**Written request:**
Reproduce the whole listing below, line for line, without changing anything.

### Record excerpts

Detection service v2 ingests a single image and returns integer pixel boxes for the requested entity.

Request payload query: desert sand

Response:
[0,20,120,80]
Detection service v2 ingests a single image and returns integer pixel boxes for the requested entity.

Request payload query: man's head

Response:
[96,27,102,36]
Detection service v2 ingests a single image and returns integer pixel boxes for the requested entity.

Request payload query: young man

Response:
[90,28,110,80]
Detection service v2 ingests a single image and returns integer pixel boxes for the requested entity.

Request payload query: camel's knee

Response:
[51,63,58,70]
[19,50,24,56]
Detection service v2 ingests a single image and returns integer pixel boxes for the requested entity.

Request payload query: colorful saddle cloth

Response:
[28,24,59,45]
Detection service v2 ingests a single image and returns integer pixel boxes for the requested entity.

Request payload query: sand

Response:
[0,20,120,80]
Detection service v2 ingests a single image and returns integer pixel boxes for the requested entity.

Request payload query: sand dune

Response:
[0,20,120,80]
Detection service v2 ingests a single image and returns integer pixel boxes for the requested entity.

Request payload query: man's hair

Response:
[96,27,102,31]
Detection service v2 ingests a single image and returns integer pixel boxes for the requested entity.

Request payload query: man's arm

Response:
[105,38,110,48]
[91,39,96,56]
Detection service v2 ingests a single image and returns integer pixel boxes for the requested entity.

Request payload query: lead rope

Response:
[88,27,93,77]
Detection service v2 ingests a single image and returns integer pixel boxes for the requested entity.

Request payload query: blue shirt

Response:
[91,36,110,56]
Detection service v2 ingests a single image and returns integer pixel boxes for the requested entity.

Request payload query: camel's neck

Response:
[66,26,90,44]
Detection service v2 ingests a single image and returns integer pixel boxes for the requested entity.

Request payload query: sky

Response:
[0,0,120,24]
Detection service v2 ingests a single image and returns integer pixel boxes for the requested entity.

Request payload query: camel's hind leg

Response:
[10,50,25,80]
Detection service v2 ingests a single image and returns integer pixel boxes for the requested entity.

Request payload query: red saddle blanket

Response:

######

**Task solution:**
Detection service v2 ingests a single image and returns integer pixel boxes for the requested entity.

Request payload query: desert sand

Response:
[0,20,120,80]
Detection service v2 ingests a single image and returns integer pixel boxes for the requested entity.

Request payload query: man's head

Response:
[96,27,102,36]
Detection service v2 ingests a single image and returns integer pixel boxes for the requested entity.

Request payload query: young man

Response:
[90,28,110,80]
Detection service v2 ingests a single image and returns integer pixel boxes for the requested entity.

Request payload query: camel's knee

Response:
[51,63,58,70]
[19,50,24,56]
Detection service v2 ingests a single image and returns integer pixel boxes for the requested entity.

Request payload query: colorful saddle cloth

Response:
[28,24,59,45]
Detection service v2 ingests a single image and returns integer pixel boxes for the requested entity.

Request payload query: sand

Response:
[0,20,120,80]
Detection service v2 ingests a single image and returns integer pixel boxes for the requested entity.

Request payload query: sand dune

Response:
[0,20,120,80]
Detection service v2 ingests a single image and returns integer pixel boxes for the requested entity.

Request payload query: man's hair

Response:
[96,27,102,31]
Detection service v2 ingests a single image and returns integer pixel boxes for the requested entity.

Request payload query: man's arm

Response:
[105,38,110,48]
[91,39,96,56]
Detection service v2 ingests a single image and returns integer pixel boxes for the requested entity.

Request payload query: lead rope

Response:
[88,27,93,77]
Detection service v2 ingests a single image and returns integer pixel boxes for the requested entity.

Request payload query: blue shirt

Response:
[91,36,110,56]
Detection service v2 ingests a single image and returns integer pixel boxes for the requested entity.

Request payload query: camel's neck

Response:
[66,26,90,44]
Detection service v2 ingests a single image and returns integer pixel boxes for the requested entity.

Request payload query: sky

Response:
[0,0,120,24]
Detection service v2 ingests a single image and returns integer pixel boxes for the requested entity.

Request payload query: camel's hind leg

Response:
[10,50,25,80]
Detection service v2 ingests a single image and returns integer pixel boxes for the requested entity.

Request payload query: red saddle blanket

Response:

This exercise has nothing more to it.